WHAT THIS EXERCISE ASKS:
(A) In the PostgreSQL thread below, why does ON CONFLICT ON CONSTRAINT IGNORE fail to solve the poster's problem? Answer in one to three sentences.
(B) Which PostgreSQL version does the poster in the PostgreSQL thread below say they are using?
(C) Continue the PostgreSQL thread below from the point where it stops.

START TEXT BLOCK

Re: More than one UNIQUE key when matching items..

2021-03-22 Thread Ron Clarke
Hey thanks for working out a solution to this deceptive problem.   One of
those you expect to be simple, but then all of a sudden it isn't.

Best regards
Ron





On Sat, 20 Mar 2021 at 19:01, Allan Kamau  wrote:

>
>
>
>
>
>
> On Sat, Mar 20, 2021 at 6:52 PM Ron Clarke  wrote:
>
>> /*
>> I'm trying to port a system from SQL server, and at the same time better
>> learn postgreSQL.
>>
>> I've come across a problem that is easily solved in that world, but I am
>> struggling to find an approach in postgres that works.
>>
>> We have 2 sets of events A and B (sets), they have a shared number
>> (ncode), both have unique Id's
>>
>> We want to link items of set A to those of set B, but each item of each
>> set can only be linked once.That is we do not want to link all set 'A'
>> items to all set 'B' Items with the same code.
>>
>> In SQL Server this is easy, we insert the records into a temporary table
>> with separate Unique indexes on the id for set a and the ids for set b and
>> put the 'ignore_dup_key' on which tells SQL Server to ignore duplicate rows
>> and carry on.
>>
>> The nearest to this at first appears to be the ON CONFLICT ON CONSTRAINT
>> IGNORE in Postgres. But this only works with a single constraint, at a time
>> i.e. we can't set the ON CONFLICT ON CONSTRAINT IGNORE to work with
>> multiple UNIQUE indexes.
>>
>> To show the problem:
>>
>> I'm using PostgreSQL version 11.
>>
>> */
>> -- source data
>> WITH sd AS (
>> SELECT iid, s, ncode FROM (
>> VALUES (1, 'A', 10),
>>(2, 'A', 30),
>>(3, 'A', 10),
>>(4, 'B', 10),
>>(5, 'B', 20),
>>(6, 'B', 10)
>> )
>> AS tx (iid, s, ncode))

END TEXT BLOCK
START SUPPLIED INFORMATION

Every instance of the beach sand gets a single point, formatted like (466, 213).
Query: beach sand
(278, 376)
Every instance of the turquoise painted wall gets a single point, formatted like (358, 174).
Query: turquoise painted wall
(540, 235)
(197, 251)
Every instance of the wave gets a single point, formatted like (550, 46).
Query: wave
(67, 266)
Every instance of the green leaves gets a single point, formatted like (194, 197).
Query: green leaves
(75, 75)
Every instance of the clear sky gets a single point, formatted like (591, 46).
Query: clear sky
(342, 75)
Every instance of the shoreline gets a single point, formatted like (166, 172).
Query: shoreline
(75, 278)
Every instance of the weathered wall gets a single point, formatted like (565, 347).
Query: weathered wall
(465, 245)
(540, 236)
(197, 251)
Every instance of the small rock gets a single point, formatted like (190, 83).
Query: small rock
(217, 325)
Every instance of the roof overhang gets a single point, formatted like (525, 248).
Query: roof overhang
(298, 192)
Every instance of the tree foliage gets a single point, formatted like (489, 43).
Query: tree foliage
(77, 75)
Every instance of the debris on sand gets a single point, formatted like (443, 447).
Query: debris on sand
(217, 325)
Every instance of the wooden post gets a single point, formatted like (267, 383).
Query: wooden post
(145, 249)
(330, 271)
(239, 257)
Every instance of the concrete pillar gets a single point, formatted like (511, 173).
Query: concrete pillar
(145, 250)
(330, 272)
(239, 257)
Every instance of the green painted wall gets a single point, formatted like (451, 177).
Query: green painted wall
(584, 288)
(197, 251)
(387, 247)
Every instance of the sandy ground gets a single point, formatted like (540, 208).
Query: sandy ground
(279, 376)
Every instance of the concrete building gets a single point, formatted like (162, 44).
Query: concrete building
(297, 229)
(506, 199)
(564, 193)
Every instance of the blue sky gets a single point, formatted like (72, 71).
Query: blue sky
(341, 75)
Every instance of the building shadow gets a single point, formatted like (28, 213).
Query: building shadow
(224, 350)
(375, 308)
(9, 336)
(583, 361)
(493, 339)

END SUPPLIED INFORMATION

ANSWERS TO THE TASKS:
(A) It works with only a single constraint at a time. It therefore can't be set to cover multiple UNIQUE indexes, such as the separate ones needed on the set A ids and the set B ids.

(B) PostgreSQL version 11.

(C)
>> SELECT iid, s, ncode FROM sd
>>
>> /* The target result would be :
>>
>>   id:1, A, 10 this matches id:4, B, 10
>>   id:3, A, 10 this matches id:6, B, 10
>> */
>>
>> --  Example to get the *wrong *answer, i.e. both sets of links
>>
>> WITH
>> sd (i, s, n ) AS (
>> SELECT iid, s, ncode FROM (
>> VALUES (1, 'A', 10),
>>   (2, 'A', 30),
>>   (3, 'A', 10),
>>   (4, 'B', 10),
>>   (5, 'B', 20),
>>   (6, 'B', 10)
>> )
>> AS tx (iid, s, ncode))
>> ,
>> x AS ( SELECT
>>
>> ax.i as ia,
>> ax.s as sa,
>> ax.n as na,
>> bx.i as ib,
>> bx.s as sb,
>> bx.n as nb,
>> ROW_NUMBER () OVER (
>>
>> PARTITION BY bx.i
>>
>> ORDER BY
>>
>> ax.i ) as rx
>>
>> FROM sd AS ax
>> INNER JOIN sd AS bx ON ax.n = bx.n and ax.i != bx.i and bx.s = 'B'
>> WHERE ax.s = 'A'
>> )
>> SELECT ia,ib, na, rx FROM x
>> ;
>>
>>
>> /*   I've tried using a recursive CTE where I'm trying to exclude results
>> from the result set that have already been identified, but I can't get an
>> allowed syntax.
>>   Doesn't seem to allow joins to the recursive term to exclude results.
>> */
>>
>>
>> /*   I've tried Unique and Exclusion constraints on temporary table, e.g
>> */
>> -- similar Example to get the wrong answer, i.e. both sets of links
>>
>> DROP TABLE IF EXISTS links ;
>>
>> CREATE TEMPORARY TABLE links
>> (mid serial ,
>> ia int ,
>> -- ia int UNIQUE,
>> ib int ,
>> -- ib int UNIQUE,
>> EXCLUDE USING gist (ia WITH =, ib WITH =)
>>
>>   ) ;
>>
>> WITH
>> sd (i, s, n ) AS (
>> SELECT iid, side, ncode FROM (
>> VALUES (1, 'A', 10),
>>   (2, 'A', 30),
>>   (3, 'A', 10),
>>   (4, 'B', 10),
>>   (5, 'B', 20),
>>   (6, 'B', 10)
>> )
>> AS tx (iid, side, ncode))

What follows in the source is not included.